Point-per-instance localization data
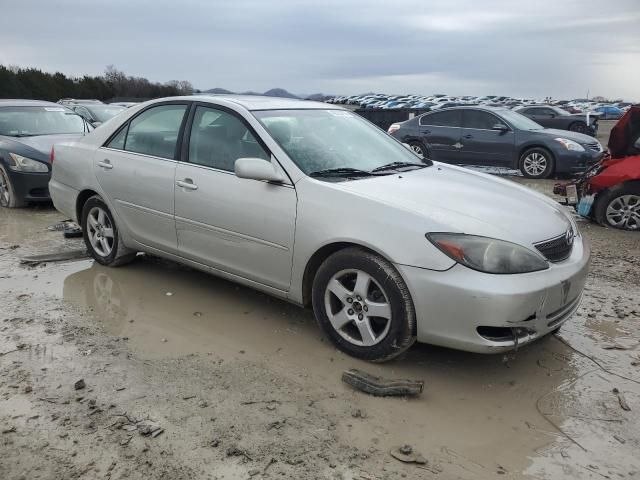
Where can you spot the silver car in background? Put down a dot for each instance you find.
(311, 203)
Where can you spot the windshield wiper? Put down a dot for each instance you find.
(341, 172)
(396, 165)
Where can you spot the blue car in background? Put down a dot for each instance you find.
(609, 112)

[Work item] What do the lines from the one with "Where can you spot the blue" through the last line of the entries say? Print them word for word, both ends included, and nothing else.

[Response area]
Where can you spot the blue car in background? Put down a dot for each instance you find.
(609, 112)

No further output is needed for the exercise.